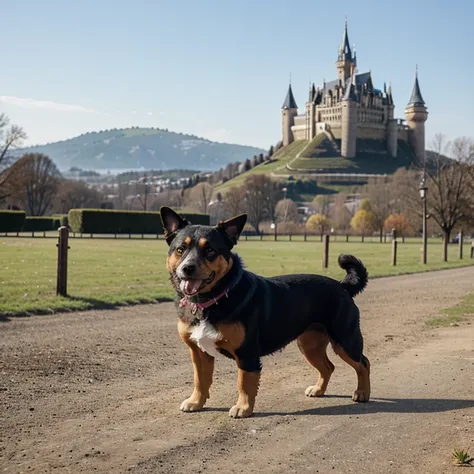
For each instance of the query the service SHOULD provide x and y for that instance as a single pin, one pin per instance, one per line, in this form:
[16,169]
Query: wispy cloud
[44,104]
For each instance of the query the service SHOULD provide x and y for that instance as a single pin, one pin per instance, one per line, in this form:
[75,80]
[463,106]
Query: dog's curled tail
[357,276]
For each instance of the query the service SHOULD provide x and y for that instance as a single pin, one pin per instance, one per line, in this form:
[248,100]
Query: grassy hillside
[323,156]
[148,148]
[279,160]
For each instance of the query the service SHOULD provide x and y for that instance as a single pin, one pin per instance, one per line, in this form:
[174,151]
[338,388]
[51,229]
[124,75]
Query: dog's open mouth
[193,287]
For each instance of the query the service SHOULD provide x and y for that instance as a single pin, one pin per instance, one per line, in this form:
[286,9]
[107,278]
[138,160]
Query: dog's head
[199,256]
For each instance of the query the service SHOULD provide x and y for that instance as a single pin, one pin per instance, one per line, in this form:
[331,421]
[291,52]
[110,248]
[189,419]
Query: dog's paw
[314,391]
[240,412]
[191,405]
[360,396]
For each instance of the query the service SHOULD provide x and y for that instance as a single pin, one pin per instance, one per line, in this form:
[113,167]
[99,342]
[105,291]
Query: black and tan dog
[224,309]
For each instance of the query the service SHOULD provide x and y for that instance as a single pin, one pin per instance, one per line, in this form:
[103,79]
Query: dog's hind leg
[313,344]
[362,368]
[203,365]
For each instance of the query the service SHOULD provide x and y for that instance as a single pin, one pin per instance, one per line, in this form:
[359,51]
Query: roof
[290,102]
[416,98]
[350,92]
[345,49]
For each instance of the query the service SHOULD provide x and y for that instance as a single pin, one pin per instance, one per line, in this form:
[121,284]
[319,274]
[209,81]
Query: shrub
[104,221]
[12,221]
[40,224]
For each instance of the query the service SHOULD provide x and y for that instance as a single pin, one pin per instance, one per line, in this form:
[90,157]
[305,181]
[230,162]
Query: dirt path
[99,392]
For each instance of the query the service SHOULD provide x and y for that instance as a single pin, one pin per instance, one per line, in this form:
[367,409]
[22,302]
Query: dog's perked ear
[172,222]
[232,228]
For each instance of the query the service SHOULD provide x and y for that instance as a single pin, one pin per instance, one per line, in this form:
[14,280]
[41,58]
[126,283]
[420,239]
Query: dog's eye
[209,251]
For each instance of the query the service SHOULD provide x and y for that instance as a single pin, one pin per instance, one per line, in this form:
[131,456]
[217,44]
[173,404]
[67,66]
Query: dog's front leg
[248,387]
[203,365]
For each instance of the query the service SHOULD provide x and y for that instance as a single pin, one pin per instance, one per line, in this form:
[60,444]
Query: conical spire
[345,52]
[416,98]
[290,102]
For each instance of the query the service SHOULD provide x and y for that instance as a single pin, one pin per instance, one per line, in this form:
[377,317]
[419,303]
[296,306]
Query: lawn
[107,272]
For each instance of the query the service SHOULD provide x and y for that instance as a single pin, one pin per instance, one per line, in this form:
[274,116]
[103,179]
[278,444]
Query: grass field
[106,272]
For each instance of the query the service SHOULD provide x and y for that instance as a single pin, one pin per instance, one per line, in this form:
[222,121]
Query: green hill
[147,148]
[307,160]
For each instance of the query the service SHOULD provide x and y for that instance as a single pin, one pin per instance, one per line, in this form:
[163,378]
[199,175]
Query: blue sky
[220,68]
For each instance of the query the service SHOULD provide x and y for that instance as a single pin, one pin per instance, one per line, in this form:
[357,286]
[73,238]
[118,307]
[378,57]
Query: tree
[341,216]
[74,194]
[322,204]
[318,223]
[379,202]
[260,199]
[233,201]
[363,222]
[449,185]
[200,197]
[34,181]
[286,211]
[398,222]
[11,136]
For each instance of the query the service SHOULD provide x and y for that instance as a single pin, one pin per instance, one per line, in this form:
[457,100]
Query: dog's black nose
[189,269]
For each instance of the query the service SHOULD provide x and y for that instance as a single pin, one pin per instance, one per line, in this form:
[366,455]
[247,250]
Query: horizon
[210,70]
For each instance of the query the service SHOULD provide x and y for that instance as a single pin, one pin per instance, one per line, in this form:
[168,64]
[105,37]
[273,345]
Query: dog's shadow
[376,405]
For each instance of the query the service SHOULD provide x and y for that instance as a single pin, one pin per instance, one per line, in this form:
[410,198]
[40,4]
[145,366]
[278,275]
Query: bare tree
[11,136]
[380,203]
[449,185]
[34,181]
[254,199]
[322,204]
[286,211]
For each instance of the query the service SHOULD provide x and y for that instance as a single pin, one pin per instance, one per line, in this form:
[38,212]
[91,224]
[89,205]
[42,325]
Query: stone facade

▶ [WORK TO COMPLETE]:
Print the entries above exactly, taking out only the pictures.

▶ [SOLVED EXERCISE]:
For each instance of the query the service SHOULD provide x and y for that instance as a single pin, one pin per instance, one per line, in this form:
[16,169]
Query: wispy cloud
[44,104]
For each instance of the query the service SHOULD provide x and y for that instance as a single pin, one pin per instance, one per line, in this form:
[75,80]
[463,106]
Query: dog's curled tail
[357,276]
For each instance of the query the service SHOULD provide x and y for that instance as a single pin, one pin per instance, one per line, in this form:
[248,100]
Query: grassy hillside
[323,156]
[148,148]
[279,160]
For each instance of the query the service SHOULD provide x and y for that instance as a single pin, one pin per instance, one per line, in this form:
[174,151]
[338,388]
[51,229]
[124,75]
Query: dog's open mouth
[193,287]
For each instance of the query the service SHOULD provide x and y for that instance as a single pin, one pin per instance, one per line, in this form:
[286,9]
[107,278]
[138,160]
Query: dog's head
[199,256]
For each instance of the query the service SHOULD provide x and y for that instance as a single pin, one pin per instance, one per line, in this form:
[331,421]
[291,52]
[110,248]
[189,419]
Query: dog's paw
[314,391]
[240,412]
[191,405]
[360,396]
For each instance of the query the service SHOULD provide x and y for that instance as a single pin, one pin per instance, one per line, in this form:
[113,167]
[99,342]
[105,291]
Query: black and tan dog
[224,309]
For each instance of the query the service SHOULD provide x and y for that instance as a single pin, one pin per instance, one per line, in this form:
[103,79]
Query: dog's hind leg
[313,344]
[362,368]
[203,365]
For each instance of the query the service SHOULD provide x and y for that instance as a single pin, one pin per instance, one per line, in this form:
[359,51]
Query: roof
[290,102]
[416,98]
[350,92]
[345,49]
For each instance of the query the service SHOULD provide x and y for that instance as a single pin, one pin per instance, one per line, in this form:
[121,284]
[319,274]
[209,81]
Query: shrub
[104,221]
[12,221]
[40,224]
For each instance of the query the service SHOULD provide x and y for that instance as a single pin, one pin per instance, one per line, in this form:
[90,157]
[305,181]
[230,162]
Query: dirt path
[99,392]
For each instance of the query the service SHOULD provide x and y for that instance as a single pin, one pin per instance, one per line, in this form:
[367,409]
[22,302]
Query: dog's perked ear
[172,222]
[232,228]
For each instance of the query the service SHOULD provide x and y for that instance as a single pin, one pin per instance, one per line, in this form:
[14,280]
[41,58]
[126,283]
[420,239]
Query: dog's eye
[209,251]
For each instance of the query the service SHOULD provide x and y for that instance as a single pin, one pin per instance, one per line, in this form:
[131,456]
[217,44]
[173,404]
[67,66]
Query: dog's front leg
[248,387]
[203,365]
For each instance of the query the service SHOULD provide x and y for that instance as a single pin, one pin per instance, one per line, in this form:
[60,444]
Query: conical spire
[345,52]
[416,98]
[290,102]
For each instance of the query the service SHOULD provide x and y for that instance as a single pin, one pin per instance, one per line, in this form:
[377,317]
[419,303]
[296,306]
Query: lawn
[107,272]
For each instance of the query the service SHOULD provide x and y for that instance as a single pin, one pin per instance, one per line, in this form:
[274,116]
[103,179]
[278,444]
Query: grass field
[106,272]
For each instance of the query the service SHOULD provide x and y for that instance as a single pin, one pin per instance, one per line, in this form:
[222,121]
Query: green hill
[147,148]
[307,160]
For each instance of the query the service SHOULD provide x and y for that instance as a single pin, one pin per instance, one per line, in this form:
[163,378]
[199,175]
Query: blue sky
[220,68]
For each instance of the query the service SHOULD provide x and y for that instance as a single pin, one pin per instance, one per line, in this form:
[357,286]
[73,238]
[118,307]
[378,57]
Query: tree
[341,216]
[74,194]
[322,204]
[318,223]
[379,202]
[260,199]
[233,201]
[363,222]
[449,185]
[200,197]
[34,181]
[286,211]
[398,222]
[11,136]
For each instance of the query the service SHOULD provide x and y for that instance as a single pin, one pin per instance, one per line, in this form:
[457,100]
Query: dog's black nose
[189,269]
For each instance of the query the service SHOULD provide x and y for that instance as a single pin, one pin per instance, one per line, in this form:
[366,455]
[247,250]
Query: horizon
[210,70]
For each instance of the query the service SHOULD provide x and y for that instance as a single pin, one pin per instance, one per line, in this form:
[168,64]
[105,37]
[273,345]
Query: dog's shadow
[376,405]
For each instance of the query the service SHOULD provide x and y for that instance as a single pin, one pin per instance, one per line, in this form:
[410,198]
[40,4]
[145,366]
[278,275]
Query: bare tree
[11,136]
[380,203]
[449,185]
[34,181]
[254,199]
[322,204]
[286,211]
For each instance of the query the service SHOULD provide x and y for that instance as a single pin, one pin per instance, one per line, in this form:
[38,212]
[91,224]
[89,205]
[42,325]
Query: stone facade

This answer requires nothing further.